* **TEXT PASSAGE**
* * *

July 29, 2020

The Social Media Upheaval Review

Like many, you’re probably weary of Facebook and Twitter. They’ve taken their toll on society. I know I’ve felt it. Their cultural influence is more bad than good; they need transformation. So I was stoked to find a concise booklet on the subject that resonated with me. After reading the first chapter, I felt like deleting Twitter!

As a blogger, my favorite parts of The Social Media Upheaval by Glenn Reynolds are at the beginning where the author contrasts early internet blogging with modern social media. He makes great points about their differences to show how blogging is a better form of digital communication. Pumps fists!

Along this line, Reynolds also contrasts social media with broadcast TV and radio to explain the problem with info transmission platforms like Facebook and Twitter. It’s because of the added interaction.

This non-fiction booklet is more like a really long blog post. You can read it in one sitting, take notes, and end up with a good idea of how social media should be transformed. And if you’re not already convinced that social media has caused upheaval or needs to be upheaved itself, you will be.

* * *

* **DATA EXTRACTS**
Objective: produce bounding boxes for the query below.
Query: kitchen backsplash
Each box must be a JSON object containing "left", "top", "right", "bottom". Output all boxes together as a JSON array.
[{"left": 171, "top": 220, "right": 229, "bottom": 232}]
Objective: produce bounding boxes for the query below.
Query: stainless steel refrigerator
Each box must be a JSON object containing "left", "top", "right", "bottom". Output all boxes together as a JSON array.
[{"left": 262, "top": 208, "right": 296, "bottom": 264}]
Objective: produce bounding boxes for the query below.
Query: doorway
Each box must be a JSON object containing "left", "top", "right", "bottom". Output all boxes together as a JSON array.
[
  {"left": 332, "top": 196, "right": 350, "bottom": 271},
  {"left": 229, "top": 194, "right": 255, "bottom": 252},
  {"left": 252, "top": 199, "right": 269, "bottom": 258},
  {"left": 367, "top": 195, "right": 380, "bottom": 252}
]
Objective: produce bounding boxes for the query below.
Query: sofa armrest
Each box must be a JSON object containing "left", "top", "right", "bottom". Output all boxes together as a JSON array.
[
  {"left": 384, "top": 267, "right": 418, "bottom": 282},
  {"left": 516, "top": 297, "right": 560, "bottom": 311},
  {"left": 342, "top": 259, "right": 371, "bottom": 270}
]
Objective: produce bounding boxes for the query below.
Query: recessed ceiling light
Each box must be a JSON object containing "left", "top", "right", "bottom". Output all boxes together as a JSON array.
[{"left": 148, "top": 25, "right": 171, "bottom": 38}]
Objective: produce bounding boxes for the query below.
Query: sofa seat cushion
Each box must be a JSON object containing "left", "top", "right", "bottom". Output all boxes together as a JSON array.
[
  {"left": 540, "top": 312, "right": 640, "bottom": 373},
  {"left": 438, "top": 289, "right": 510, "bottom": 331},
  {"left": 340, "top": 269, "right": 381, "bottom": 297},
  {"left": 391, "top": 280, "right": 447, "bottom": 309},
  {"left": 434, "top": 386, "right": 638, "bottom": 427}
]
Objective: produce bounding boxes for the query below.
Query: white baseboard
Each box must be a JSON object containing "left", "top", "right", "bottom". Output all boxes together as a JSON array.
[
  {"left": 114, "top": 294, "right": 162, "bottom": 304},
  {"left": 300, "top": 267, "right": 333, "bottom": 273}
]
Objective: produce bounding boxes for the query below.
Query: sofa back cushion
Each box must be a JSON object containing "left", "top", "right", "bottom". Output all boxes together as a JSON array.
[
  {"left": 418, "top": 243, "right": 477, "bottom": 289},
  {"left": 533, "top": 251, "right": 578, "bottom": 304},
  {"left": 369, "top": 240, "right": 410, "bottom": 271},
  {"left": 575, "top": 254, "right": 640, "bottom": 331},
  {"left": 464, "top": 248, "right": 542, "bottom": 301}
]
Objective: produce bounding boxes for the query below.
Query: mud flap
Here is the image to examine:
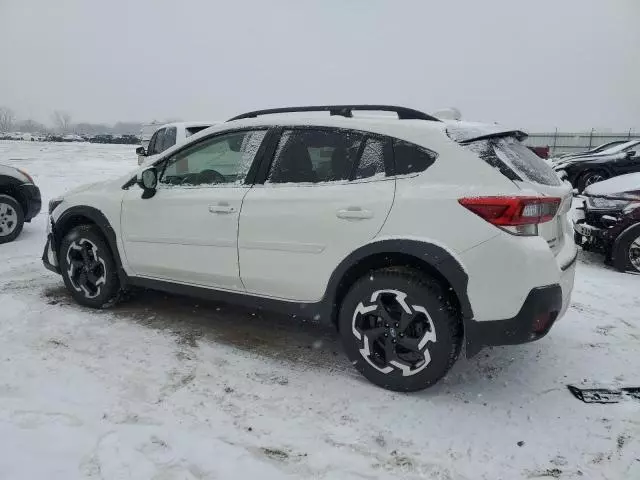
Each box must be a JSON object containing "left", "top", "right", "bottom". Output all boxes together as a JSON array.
[{"left": 567, "top": 385, "right": 640, "bottom": 403}]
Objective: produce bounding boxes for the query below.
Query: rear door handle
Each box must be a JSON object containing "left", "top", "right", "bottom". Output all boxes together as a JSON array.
[
  {"left": 209, "top": 202, "right": 236, "bottom": 213},
  {"left": 336, "top": 207, "right": 373, "bottom": 220}
]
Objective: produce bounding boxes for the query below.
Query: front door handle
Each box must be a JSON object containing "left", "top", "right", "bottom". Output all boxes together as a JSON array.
[
  {"left": 209, "top": 202, "right": 236, "bottom": 213},
  {"left": 336, "top": 207, "right": 373, "bottom": 220}
]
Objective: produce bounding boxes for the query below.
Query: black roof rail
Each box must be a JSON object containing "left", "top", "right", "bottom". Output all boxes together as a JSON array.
[{"left": 227, "top": 105, "right": 441, "bottom": 122}]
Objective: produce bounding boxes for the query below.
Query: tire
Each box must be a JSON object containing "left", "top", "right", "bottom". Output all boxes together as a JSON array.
[
  {"left": 338, "top": 269, "right": 462, "bottom": 392},
  {"left": 612, "top": 223, "right": 640, "bottom": 273},
  {"left": 58, "top": 225, "right": 120, "bottom": 308},
  {"left": 0, "top": 195, "right": 24, "bottom": 244},
  {"left": 578, "top": 170, "right": 609, "bottom": 193}
]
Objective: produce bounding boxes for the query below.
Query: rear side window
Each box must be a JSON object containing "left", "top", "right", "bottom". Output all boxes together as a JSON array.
[
  {"left": 393, "top": 140, "right": 437, "bottom": 175},
  {"left": 353, "top": 137, "right": 391, "bottom": 179},
  {"left": 184, "top": 125, "right": 209, "bottom": 137},
  {"left": 267, "top": 129, "right": 362, "bottom": 183},
  {"left": 464, "top": 137, "right": 562, "bottom": 186},
  {"left": 162, "top": 127, "right": 177, "bottom": 152}
]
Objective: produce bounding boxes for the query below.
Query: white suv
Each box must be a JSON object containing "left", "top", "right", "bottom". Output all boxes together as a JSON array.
[{"left": 43, "top": 105, "right": 577, "bottom": 391}]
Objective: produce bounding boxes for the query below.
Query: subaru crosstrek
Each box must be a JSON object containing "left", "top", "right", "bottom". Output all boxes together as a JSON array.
[{"left": 43, "top": 105, "right": 577, "bottom": 391}]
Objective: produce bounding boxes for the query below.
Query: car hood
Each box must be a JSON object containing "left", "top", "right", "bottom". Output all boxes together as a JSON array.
[{"left": 584, "top": 173, "right": 640, "bottom": 198}]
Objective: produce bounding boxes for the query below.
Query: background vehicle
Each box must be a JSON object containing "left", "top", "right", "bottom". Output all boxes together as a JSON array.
[
  {"left": 551, "top": 140, "right": 628, "bottom": 163},
  {"left": 0, "top": 165, "right": 42, "bottom": 243},
  {"left": 43, "top": 105, "right": 577, "bottom": 391},
  {"left": 553, "top": 140, "right": 640, "bottom": 192},
  {"left": 574, "top": 173, "right": 640, "bottom": 272},
  {"left": 136, "top": 122, "right": 216, "bottom": 165}
]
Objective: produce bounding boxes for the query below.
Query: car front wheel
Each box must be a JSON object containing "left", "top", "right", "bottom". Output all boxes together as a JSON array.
[
  {"left": 58, "top": 225, "right": 120, "bottom": 308},
  {"left": 339, "top": 269, "right": 462, "bottom": 392},
  {"left": 0, "top": 195, "right": 24, "bottom": 243},
  {"left": 613, "top": 224, "right": 640, "bottom": 273},
  {"left": 578, "top": 170, "right": 609, "bottom": 192}
]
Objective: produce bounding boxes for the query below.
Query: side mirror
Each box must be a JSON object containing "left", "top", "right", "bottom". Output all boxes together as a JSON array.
[{"left": 137, "top": 167, "right": 158, "bottom": 198}]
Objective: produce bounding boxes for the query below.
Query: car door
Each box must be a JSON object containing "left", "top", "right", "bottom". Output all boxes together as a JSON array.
[
  {"left": 121, "top": 129, "right": 266, "bottom": 290},
  {"left": 238, "top": 128, "right": 395, "bottom": 302}
]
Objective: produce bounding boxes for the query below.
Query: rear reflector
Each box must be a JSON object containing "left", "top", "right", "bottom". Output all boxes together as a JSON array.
[{"left": 458, "top": 197, "right": 561, "bottom": 227}]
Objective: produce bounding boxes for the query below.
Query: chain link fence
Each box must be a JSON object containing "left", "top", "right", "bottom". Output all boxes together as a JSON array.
[{"left": 525, "top": 129, "right": 640, "bottom": 155}]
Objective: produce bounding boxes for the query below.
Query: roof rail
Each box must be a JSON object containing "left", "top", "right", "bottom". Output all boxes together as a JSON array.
[{"left": 227, "top": 105, "right": 441, "bottom": 122}]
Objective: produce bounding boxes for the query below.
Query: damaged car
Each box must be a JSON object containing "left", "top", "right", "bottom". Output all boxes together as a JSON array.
[{"left": 574, "top": 173, "right": 640, "bottom": 273}]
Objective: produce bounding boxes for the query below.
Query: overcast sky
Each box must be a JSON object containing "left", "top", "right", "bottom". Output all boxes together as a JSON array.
[{"left": 0, "top": 0, "right": 640, "bottom": 130}]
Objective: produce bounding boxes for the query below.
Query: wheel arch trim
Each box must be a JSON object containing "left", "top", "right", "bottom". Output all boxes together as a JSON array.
[
  {"left": 52, "top": 205, "right": 128, "bottom": 287},
  {"left": 322, "top": 239, "right": 473, "bottom": 322}
]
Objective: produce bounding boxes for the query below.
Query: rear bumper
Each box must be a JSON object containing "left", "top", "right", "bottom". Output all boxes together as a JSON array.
[
  {"left": 20, "top": 184, "right": 42, "bottom": 222},
  {"left": 465, "top": 284, "right": 560, "bottom": 358}
]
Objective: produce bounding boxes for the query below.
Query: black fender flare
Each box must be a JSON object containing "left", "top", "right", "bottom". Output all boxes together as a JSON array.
[
  {"left": 52, "top": 205, "right": 128, "bottom": 287},
  {"left": 322, "top": 239, "right": 473, "bottom": 324},
  {"left": 611, "top": 222, "right": 640, "bottom": 261}
]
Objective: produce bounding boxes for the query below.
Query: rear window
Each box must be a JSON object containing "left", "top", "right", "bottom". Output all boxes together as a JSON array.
[{"left": 463, "top": 137, "right": 562, "bottom": 186}]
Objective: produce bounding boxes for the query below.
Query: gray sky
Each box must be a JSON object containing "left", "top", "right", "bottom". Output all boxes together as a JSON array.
[{"left": 0, "top": 0, "right": 640, "bottom": 130}]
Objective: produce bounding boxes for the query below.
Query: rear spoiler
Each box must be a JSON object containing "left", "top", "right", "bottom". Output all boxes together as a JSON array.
[{"left": 447, "top": 124, "right": 528, "bottom": 144}]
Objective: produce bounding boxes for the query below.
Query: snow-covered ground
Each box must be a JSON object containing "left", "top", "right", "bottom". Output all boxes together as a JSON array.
[{"left": 0, "top": 142, "right": 640, "bottom": 480}]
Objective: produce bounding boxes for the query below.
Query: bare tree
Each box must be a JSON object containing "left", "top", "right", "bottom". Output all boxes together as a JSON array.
[
  {"left": 51, "top": 110, "right": 71, "bottom": 133},
  {"left": 0, "top": 107, "right": 16, "bottom": 132}
]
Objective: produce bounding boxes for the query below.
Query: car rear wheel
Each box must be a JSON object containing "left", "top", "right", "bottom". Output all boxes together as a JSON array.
[
  {"left": 613, "top": 224, "right": 640, "bottom": 273},
  {"left": 339, "top": 269, "right": 462, "bottom": 392},
  {"left": 58, "top": 225, "right": 120, "bottom": 308},
  {"left": 0, "top": 195, "right": 24, "bottom": 243},
  {"left": 578, "top": 170, "right": 609, "bottom": 192}
]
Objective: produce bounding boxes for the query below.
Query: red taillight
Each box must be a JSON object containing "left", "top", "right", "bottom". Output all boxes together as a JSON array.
[{"left": 458, "top": 197, "right": 561, "bottom": 227}]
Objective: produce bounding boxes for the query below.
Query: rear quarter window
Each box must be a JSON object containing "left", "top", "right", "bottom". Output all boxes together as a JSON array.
[
  {"left": 463, "top": 137, "right": 562, "bottom": 186},
  {"left": 393, "top": 140, "right": 438, "bottom": 175}
]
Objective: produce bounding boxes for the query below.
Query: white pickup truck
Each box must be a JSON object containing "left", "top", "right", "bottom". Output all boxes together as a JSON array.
[{"left": 136, "top": 122, "right": 220, "bottom": 165}]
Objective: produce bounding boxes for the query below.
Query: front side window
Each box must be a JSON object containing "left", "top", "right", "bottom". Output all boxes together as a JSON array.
[
  {"left": 160, "top": 130, "right": 267, "bottom": 186},
  {"left": 162, "top": 127, "right": 178, "bottom": 152},
  {"left": 267, "top": 129, "right": 390, "bottom": 183},
  {"left": 147, "top": 128, "right": 164, "bottom": 155}
]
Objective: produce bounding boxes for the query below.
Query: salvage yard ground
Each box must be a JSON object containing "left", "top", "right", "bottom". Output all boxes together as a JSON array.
[{"left": 0, "top": 142, "right": 640, "bottom": 480}]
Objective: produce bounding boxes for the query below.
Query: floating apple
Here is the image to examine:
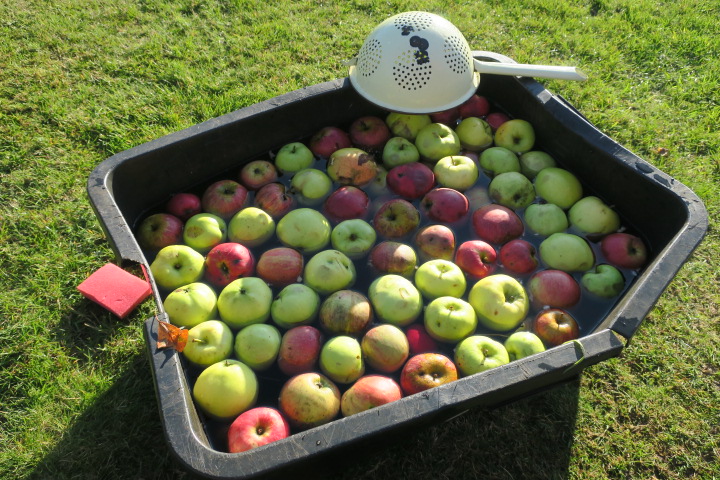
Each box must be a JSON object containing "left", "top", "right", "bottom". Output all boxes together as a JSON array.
[
  {"left": 228, "top": 407, "right": 290, "bottom": 453},
  {"left": 192, "top": 359, "right": 258, "bottom": 419},
  {"left": 400, "top": 353, "right": 458, "bottom": 395},
  {"left": 136, "top": 213, "right": 184, "bottom": 250},
  {"left": 454, "top": 335, "right": 510, "bottom": 376},
  {"left": 360, "top": 323, "right": 410, "bottom": 373}
]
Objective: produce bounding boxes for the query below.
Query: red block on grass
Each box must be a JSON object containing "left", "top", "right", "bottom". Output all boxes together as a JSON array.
[{"left": 77, "top": 263, "right": 152, "bottom": 318}]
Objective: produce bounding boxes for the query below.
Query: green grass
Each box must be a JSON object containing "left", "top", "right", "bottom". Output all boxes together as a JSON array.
[{"left": 0, "top": 0, "right": 720, "bottom": 479}]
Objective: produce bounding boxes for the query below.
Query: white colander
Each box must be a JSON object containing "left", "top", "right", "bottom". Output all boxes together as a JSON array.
[{"left": 349, "top": 11, "right": 587, "bottom": 113}]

* * *

* **WHAT YOU WILL DO**
Carry on the review of The Social Media Upheaval, starting right after its final sentence.

* **FINAL ANSWER**
To that end, if you know someone who is unaware of the downsides of social media, this book might be worth handing to them. Maybe they’ve sensed a problem but can’t quite put their finger on it. This book shines the spotlight as needed.

The first part of the book focuses on the fundamental weaknesses of social media, that it’s:

  • Too Fast
  • Too Incomplete
  • Too Emotional
  • Too Untrustworthy

The second part of the book discusses the way to transform social media: Regulation. There are five types with pros and cons explained:

  1. End online anonymity
  2. Remove section 230 immunity
  3. Increase user scrutiny
  4. Increase content scrutiny
  5. Algorithmic transparency

But these types of regulation are content or speech regulation, which overall do not work well enough.

So in the third part of the book, the author proposes the only type of regulation that will work: Anti-Trust.

The arguments are straightforward and easy to understand. The author makes as clear a case I’ve heard. I’m convinced that policing speech on social media is a bad idea and that policing whole platforms by breaking them up into smaller ones is best.

I also agree with the author that social media can be safely ignored otherwise. We don’t need Facebook or Twitter to exist. The internet works fine without them, and society can too. Dismantling cancerous social media monoliths into small benign parts makes sense.

With increasing awareness of social media upheaval, in both the general public and mass media, and with recent gestures towards antitrust regulation in the federal government, I am hopeful that social media transformation will begin soon. It might start today!

Books like this one by Reynolds add fuel to the fire for social media reform. If you’re aware of other similar books, please let me know!

Goodreads rating: 5-stars.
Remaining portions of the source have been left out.